→ **ACTIVITY**
Exactly the lines from the start of the data below through the line containing "positive clicks: (1014, 712)" must be returned, and no others.

→ **INFORMATION SUPPLIED**
>>>
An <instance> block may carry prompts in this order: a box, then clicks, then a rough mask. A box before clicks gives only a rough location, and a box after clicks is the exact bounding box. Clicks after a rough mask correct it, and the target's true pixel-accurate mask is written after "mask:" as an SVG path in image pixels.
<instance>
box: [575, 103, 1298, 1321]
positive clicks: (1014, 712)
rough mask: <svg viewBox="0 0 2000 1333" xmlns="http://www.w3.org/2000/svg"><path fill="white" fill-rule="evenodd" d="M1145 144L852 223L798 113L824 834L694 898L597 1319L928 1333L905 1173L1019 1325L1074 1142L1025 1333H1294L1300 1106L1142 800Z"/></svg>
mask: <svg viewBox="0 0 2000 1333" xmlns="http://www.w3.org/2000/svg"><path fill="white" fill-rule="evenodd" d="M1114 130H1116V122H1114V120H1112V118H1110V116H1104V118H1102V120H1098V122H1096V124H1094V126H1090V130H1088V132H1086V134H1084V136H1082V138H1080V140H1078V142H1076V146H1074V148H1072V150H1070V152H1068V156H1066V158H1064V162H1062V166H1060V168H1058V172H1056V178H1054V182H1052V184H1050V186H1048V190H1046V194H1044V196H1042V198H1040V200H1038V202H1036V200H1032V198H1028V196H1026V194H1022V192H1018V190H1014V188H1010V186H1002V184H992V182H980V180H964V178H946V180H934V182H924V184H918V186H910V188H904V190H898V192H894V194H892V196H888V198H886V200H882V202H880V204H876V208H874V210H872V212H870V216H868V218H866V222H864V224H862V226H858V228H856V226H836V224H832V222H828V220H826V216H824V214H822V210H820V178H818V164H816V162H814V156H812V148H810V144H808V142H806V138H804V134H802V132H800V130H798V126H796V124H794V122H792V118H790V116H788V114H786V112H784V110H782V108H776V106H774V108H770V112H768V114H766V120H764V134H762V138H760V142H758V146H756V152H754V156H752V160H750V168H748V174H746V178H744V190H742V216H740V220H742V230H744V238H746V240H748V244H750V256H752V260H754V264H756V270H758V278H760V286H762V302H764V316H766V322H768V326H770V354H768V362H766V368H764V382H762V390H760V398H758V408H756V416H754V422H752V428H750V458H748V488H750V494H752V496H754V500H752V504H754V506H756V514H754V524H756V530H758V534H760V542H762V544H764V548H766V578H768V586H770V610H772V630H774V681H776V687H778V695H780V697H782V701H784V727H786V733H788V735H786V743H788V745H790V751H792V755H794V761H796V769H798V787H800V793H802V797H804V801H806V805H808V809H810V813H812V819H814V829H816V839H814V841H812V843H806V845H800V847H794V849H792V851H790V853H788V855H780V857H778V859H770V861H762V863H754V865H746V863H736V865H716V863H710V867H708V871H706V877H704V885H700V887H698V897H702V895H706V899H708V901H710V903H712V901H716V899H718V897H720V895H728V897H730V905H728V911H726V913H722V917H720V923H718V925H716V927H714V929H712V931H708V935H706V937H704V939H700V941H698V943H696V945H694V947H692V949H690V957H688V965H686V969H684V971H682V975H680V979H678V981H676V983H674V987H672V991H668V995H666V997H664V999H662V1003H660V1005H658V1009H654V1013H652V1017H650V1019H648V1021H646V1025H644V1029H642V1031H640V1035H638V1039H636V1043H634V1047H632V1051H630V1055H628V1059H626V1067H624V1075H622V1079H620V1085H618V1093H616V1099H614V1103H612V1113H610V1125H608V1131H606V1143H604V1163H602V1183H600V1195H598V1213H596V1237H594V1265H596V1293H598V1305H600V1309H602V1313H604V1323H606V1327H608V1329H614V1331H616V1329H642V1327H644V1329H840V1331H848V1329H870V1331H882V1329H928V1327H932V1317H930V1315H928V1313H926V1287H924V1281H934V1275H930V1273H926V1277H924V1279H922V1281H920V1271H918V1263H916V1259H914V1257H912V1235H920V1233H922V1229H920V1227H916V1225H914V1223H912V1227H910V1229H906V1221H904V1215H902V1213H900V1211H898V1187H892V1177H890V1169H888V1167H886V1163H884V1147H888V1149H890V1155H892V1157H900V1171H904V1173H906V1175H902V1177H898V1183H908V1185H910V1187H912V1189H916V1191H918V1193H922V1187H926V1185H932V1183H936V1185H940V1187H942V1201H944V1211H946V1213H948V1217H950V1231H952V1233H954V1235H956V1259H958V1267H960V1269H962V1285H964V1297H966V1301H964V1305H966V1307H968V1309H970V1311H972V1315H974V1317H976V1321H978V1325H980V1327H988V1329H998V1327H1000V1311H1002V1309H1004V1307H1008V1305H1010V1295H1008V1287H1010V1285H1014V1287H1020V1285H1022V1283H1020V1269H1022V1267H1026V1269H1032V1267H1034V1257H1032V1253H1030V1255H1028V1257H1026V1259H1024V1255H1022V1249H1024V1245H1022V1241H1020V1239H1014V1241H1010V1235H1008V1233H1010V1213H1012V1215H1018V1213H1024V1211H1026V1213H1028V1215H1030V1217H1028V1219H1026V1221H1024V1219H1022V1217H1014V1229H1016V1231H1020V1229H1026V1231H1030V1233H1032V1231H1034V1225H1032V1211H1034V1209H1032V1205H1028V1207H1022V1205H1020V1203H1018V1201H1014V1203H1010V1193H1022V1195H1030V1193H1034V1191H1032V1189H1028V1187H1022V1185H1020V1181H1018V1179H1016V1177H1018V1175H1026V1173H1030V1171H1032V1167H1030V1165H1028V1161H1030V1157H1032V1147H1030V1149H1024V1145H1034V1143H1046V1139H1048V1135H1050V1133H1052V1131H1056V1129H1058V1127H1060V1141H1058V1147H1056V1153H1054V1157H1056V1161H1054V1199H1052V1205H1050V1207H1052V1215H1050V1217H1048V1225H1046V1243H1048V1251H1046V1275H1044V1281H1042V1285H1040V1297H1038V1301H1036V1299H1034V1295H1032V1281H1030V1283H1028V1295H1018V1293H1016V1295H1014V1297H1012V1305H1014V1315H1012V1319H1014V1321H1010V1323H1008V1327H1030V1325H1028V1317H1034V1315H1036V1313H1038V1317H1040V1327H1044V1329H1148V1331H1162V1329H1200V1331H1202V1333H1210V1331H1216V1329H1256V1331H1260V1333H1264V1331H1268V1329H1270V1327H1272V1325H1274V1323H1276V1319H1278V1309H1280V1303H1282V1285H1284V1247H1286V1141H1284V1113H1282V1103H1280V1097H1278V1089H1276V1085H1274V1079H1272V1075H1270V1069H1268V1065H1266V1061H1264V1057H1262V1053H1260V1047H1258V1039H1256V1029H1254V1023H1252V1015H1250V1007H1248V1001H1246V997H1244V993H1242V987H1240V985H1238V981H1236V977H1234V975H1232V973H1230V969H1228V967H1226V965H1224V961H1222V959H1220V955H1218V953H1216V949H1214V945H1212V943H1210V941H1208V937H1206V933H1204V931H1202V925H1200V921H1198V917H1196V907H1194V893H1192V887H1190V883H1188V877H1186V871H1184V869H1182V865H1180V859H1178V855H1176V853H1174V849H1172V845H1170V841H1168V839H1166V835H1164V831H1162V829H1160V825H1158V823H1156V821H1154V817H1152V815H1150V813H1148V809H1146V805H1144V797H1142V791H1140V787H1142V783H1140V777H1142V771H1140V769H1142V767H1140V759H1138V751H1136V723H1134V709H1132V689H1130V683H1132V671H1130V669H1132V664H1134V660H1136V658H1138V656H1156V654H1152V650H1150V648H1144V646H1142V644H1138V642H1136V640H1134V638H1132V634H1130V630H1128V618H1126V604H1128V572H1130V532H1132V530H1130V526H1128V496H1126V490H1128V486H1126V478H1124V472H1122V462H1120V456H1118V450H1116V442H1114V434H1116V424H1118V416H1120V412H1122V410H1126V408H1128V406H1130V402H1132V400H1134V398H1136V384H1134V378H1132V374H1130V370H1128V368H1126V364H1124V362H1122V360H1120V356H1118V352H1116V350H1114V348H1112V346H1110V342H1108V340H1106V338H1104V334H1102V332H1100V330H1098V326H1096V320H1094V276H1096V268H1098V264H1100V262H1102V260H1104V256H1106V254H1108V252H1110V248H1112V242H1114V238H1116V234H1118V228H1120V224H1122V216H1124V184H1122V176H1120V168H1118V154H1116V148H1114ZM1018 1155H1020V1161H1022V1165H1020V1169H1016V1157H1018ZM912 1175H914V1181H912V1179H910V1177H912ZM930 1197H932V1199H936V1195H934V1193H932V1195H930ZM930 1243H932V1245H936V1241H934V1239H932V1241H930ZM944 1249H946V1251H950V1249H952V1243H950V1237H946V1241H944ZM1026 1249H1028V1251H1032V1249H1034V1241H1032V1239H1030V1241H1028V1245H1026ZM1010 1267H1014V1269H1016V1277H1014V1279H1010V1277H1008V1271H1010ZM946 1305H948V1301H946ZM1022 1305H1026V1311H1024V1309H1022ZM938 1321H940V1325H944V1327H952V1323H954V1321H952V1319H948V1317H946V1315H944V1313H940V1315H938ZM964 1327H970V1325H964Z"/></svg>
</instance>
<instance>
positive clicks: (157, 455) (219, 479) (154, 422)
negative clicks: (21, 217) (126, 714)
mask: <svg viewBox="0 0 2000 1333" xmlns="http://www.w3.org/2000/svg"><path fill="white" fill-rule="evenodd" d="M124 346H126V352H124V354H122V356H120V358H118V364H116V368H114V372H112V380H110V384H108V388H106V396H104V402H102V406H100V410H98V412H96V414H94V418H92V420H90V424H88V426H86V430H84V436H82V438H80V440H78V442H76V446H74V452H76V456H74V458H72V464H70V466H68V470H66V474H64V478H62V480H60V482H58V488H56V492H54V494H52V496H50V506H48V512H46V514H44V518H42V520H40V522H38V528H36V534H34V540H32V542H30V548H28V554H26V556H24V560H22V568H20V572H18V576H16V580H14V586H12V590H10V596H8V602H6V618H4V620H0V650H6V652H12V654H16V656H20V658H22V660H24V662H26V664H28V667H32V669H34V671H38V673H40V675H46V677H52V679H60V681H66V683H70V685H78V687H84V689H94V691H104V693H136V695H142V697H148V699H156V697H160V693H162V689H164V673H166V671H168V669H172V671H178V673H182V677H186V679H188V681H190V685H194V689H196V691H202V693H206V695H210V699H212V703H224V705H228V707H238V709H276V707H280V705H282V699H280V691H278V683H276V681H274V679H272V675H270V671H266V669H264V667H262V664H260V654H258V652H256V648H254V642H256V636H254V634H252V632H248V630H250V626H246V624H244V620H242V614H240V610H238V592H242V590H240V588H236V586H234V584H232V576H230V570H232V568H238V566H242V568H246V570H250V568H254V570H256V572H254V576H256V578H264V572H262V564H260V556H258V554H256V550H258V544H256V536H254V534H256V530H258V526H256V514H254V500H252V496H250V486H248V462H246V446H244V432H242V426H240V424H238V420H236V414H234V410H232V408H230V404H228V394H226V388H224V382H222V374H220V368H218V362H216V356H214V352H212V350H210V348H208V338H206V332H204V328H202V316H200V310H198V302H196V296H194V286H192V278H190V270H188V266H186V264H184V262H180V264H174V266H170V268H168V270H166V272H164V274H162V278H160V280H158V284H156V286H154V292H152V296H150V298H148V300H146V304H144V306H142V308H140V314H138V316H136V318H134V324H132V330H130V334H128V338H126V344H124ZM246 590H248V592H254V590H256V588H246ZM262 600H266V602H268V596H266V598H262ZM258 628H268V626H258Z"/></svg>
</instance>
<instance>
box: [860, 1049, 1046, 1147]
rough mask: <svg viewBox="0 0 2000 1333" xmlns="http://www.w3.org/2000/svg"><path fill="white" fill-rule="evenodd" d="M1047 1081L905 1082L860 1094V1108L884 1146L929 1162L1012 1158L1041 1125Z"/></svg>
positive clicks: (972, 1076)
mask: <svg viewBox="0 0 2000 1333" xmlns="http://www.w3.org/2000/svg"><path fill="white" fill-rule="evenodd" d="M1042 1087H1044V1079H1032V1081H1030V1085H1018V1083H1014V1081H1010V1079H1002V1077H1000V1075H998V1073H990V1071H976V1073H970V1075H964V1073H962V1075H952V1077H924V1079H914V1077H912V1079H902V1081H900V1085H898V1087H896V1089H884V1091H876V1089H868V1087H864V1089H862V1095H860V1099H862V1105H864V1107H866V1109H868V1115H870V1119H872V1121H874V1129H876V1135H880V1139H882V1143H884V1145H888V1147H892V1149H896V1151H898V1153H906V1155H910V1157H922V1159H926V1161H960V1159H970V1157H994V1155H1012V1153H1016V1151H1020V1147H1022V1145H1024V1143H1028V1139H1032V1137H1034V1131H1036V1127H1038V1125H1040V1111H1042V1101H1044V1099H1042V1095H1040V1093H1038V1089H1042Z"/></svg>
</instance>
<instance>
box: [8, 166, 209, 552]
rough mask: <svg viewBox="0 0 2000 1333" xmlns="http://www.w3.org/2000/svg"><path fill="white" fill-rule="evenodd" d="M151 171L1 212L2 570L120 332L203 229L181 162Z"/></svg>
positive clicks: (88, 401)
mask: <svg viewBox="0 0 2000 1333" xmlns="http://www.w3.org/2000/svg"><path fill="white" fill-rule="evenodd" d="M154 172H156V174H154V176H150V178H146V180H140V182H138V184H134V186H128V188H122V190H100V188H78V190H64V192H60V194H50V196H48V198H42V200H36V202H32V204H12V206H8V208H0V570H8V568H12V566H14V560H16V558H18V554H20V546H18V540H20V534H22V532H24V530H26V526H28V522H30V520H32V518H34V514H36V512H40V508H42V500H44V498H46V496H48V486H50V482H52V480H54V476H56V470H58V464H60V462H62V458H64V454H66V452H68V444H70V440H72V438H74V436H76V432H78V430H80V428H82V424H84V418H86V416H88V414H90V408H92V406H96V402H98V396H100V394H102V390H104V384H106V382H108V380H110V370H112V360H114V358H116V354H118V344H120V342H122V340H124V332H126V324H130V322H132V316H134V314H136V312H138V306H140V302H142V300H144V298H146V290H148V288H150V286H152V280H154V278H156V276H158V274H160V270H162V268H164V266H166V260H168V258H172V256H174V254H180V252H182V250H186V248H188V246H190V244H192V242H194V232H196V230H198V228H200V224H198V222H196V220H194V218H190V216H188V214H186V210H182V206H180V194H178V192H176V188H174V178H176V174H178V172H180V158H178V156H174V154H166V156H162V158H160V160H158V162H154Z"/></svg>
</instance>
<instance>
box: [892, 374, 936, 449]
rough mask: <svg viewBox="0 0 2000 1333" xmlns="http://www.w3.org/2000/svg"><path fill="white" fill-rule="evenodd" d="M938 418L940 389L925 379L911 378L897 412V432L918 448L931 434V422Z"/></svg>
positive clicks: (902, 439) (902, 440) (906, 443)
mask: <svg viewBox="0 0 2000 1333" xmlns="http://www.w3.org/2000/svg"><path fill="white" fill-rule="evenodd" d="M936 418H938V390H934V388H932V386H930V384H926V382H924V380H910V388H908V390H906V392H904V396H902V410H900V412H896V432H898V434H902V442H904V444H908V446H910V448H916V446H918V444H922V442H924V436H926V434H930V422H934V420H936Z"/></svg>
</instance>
<<<
→ **TASK ANSWER**
An <instance> block may carry prompts in this order: a box, then clicks, then a rough mask. A box before clicks gives only a rough location, and a box after clicks is the exact bounding box. Clicks after a rough mask correct it, and the target's true pixel-accurate mask is written after "mask:" as an SVG path in image pixels.
<instance>
box: [575, 103, 1298, 1321]
positive clicks: (1014, 712)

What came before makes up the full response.